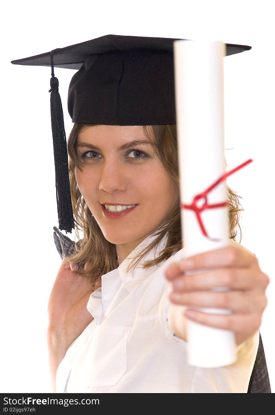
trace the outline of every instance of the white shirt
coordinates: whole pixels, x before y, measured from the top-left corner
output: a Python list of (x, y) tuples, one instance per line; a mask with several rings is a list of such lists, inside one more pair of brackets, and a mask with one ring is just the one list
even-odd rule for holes
[[(164, 271), (183, 259), (184, 248), (149, 269), (126, 269), (144, 239), (116, 269), (102, 275), (87, 309), (94, 320), (72, 343), (56, 373), (57, 393), (246, 393), (259, 344), (259, 331), (237, 347), (233, 364), (190, 366), (187, 342), (167, 318), (171, 284)], [(143, 261), (158, 256), (167, 236)]]

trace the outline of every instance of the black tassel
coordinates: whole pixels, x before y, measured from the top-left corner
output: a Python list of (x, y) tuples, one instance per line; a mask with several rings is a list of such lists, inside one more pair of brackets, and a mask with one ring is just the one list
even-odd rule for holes
[(51, 53), (51, 118), (54, 143), (54, 156), (56, 172), (56, 188), (59, 228), (66, 233), (71, 233), (74, 229), (73, 214), (71, 195), (66, 134), (64, 126), (63, 111), (58, 92), (58, 82), (54, 76), (53, 56)]

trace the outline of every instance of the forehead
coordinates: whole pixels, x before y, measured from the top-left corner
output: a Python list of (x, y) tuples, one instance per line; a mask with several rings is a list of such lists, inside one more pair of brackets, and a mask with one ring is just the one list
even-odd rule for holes
[(142, 125), (94, 125), (85, 127), (79, 132), (78, 137), (83, 138), (108, 138), (113, 141), (123, 140), (129, 138), (146, 139)]

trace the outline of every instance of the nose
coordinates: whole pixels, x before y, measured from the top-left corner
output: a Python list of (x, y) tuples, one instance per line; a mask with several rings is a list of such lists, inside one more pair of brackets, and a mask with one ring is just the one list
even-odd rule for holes
[(124, 191), (127, 188), (124, 168), (112, 158), (106, 160), (102, 166), (98, 188), (108, 193), (115, 190)]

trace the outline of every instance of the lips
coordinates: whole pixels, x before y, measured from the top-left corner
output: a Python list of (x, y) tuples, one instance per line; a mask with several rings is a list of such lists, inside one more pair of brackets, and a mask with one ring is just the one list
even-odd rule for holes
[[(104, 205), (110, 205), (110, 203), (105, 203), (102, 205), (101, 203), (101, 208), (102, 209), (102, 212), (103, 214), (103, 215), (106, 217), (108, 217), (110, 219), (118, 219), (120, 217), (122, 217), (123, 216), (124, 216), (126, 215), (127, 215), (128, 213), (133, 212), (135, 209), (136, 208), (138, 205), (136, 205), (134, 208), (130, 208), (129, 209), (126, 209), (124, 210), (122, 210), (121, 212), (109, 212), (108, 210), (106, 208)], [(132, 204), (134, 205), (134, 203)], [(115, 205), (114, 204), (112, 204), (112, 206), (115, 206), (117, 205)], [(126, 205), (127, 206), (127, 205)]]

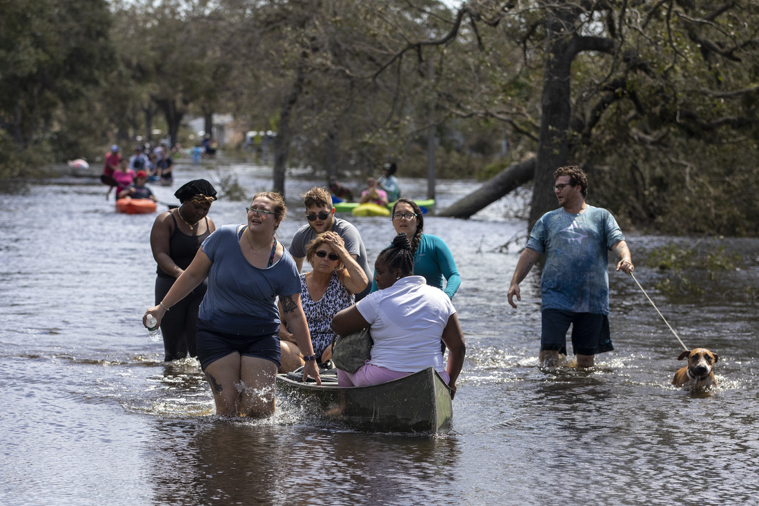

TASK DIRECTIONS
Can you arrange every line of the data above as a numbered list, skipping the blank lines and leaving the pictures out?

EXERCISE RESPONSE
1. trace the outline of every instance of the white shirt
2. coordinates: whole pixels, x before y, measured from the top-left corner
3. output: a Python list of (x, y) tuples, one instance per line; a mask with several rings is a list of such lists, inside one more pair of brackets, and a mask with one ring is just the one list
4. even-odd rule for holes
5. [[(164, 271), (183, 259), (184, 248), (149, 269), (126, 269), (144, 239), (116, 269), (102, 275), (87, 309), (94, 320), (72, 343), (56, 373), (57, 393), (246, 393), (259, 344), (259, 331), (237, 347), (233, 364), (190, 366), (187, 342), (167, 318), (171, 284)], [(143, 261), (158, 256), (167, 236)]]
6. trace the outline of every instance of the black tassel
7. coordinates: whole pixels, x before y, measured from the top-left corner
8. output: a Python list of (x, y) tuples, one instance per line; a mask with several rings is a list of such lists, inside one more pair of brackets, and a mask with one ring is just the one list
9. even-odd rule for holes
10. [(51, 53), (51, 118), (54, 143), (54, 156), (56, 172), (56, 188), (59, 228), (66, 233), (71, 233), (74, 229), (73, 214), (71, 195), (66, 134), (64, 126), (63, 111), (58, 92), (58, 82), (54, 76), (53, 56)]
11. trace the outline of every instance of the forehead
12. coordinates: whole pixels, x before y, measured from the top-left corner
13. output: a Python list of (x, y) tuples, one instance per line; a mask with several rings is a list of such lists, inside one more pair of brackets, and a mask with one ring is just the one list
14. even-odd rule for holes
15. [(142, 125), (94, 125), (85, 127), (79, 132), (78, 137), (83, 138), (108, 138), (113, 141), (123, 140), (129, 138), (146, 139)]
16. trace the outline of every instance of the nose
17. coordinates: whole pixels, x before y, measured from the top-left corner
18. output: a Python list of (x, y) tuples, one instance per line; a mask with several rings is a list of such lists, inside one more pair of brackets, and a mask with one ring is just the one list
19. even-odd rule for holes
20. [(124, 191), (127, 188), (124, 168), (112, 158), (106, 160), (102, 166), (98, 188), (108, 193), (115, 190)]
21. trace the outline of every instance of the lips
22. coordinates: whole pixels, x before y, measured from the top-left corner
23. output: a Python list of (x, y) tuples, one instance per line; a mask with several rings is a list of such lists, inside one more pair of brackets, and a mask with one ring is just the one list
24. even-odd rule for holes
25. [[(104, 205), (110, 205), (110, 203), (105, 203), (102, 205), (101, 203), (101, 208), (102, 209), (102, 212), (103, 214), (103, 215), (106, 217), (108, 217), (110, 219), (118, 219), (120, 217), (122, 217), (123, 216), (124, 216), (126, 215), (127, 215), (128, 213), (133, 212), (135, 209), (136, 208), (138, 205), (136, 205), (134, 208), (130, 208), (129, 209), (126, 209), (124, 210), (122, 210), (121, 212), (109, 212), (108, 210), (106, 208)], [(132, 204), (134, 205), (134, 203)], [(115, 205), (114, 204), (112, 204), (112, 206), (115, 206), (117, 205)], [(126, 205), (127, 206), (127, 205)]]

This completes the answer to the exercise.